* Aim *
From the blog post on the 2010 campaign finance reports, quote the passage starting with "New Mexico's #2" and going on through "2010 election cycle.", word for word.

Wednesday, October 14, 2009

Big News; Big Blog: The 2010 Money Primary: Who Scored & Who Didn't; A Complete Wrap & Analysis, Plus: Campbell As CAO; White At Safety; What it Means 

New Mexico's #2 continues to take large strides toward becoming the state's #1. That's the lead story among many stories contained in the first campaign reports filed for the 2010 election cycle.

Lt. Governor Denish, unopposed for the 2010 Dem Guv nomination, took the Best in Show Trophy for raising $932,000 in cash from early May thru early October. She now has $2.2 million in cash on hand. We enlisted the Senior Alligators to help us compile the highlights for you and they came with Di's top givers:

SW Regional Council of Carpenters, Albuquerque, $25,000; SunRay Gaming of NM, Farmington, $14,000; SW Investment Trust Inc., Albuquerque, $11,500; Pueblo of Sandia, $10,000; David Poms, Malibu, CA, $10,000; Tru-flex Metal Hose Corp, Albuquerque, $10,000; Peterson Properties Investments, LLC, Albuquerque, $10,000

But Denish was bragging not about her big donors, but the little ones. In this recession, she has been having fund-raisers with Wal-Mart like price tags, some as low as 25 bucks a head. From her spin doctors:

More than 3,300 contributors have given to Lt. Gov. Denish’s campaign and more than two-thirds of those contributions (68%) were for $100 or less, showing strong grassroots strength across the state.

And the NM Democratic Party was pleased to point out that Denish raised during the reporting period more than all the Republican candidates combined.

Any bad news for Di? Hard to find any when you put nearly a million in the bank, but inquiring GOP minds will look through the report for ties to any of the pay-to-play characters that have populated the Big Bill administration and try to take her down a notch.

The prospect of anyone challenging Denish for the nomination has grown increasingly remote. That means she won't have to spend much cash in the primary, an advantage she would take into the November election.

Di's problems are not in her bank account. They are in the state's bank account--the one that is running dry. The upcoming special legislative session to deal with an immense budget shortfall is looking like it will be dominated by Democratic infighting.

* Supplied data *
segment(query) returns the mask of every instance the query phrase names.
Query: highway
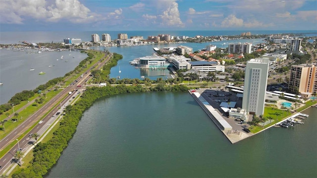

* Answer to the exercise *
New Mexico's #2 continues to take large strides toward becoming the state's #1. That's the lead story among many stories contained in the first campaign reports filed for the 2010 election cycle.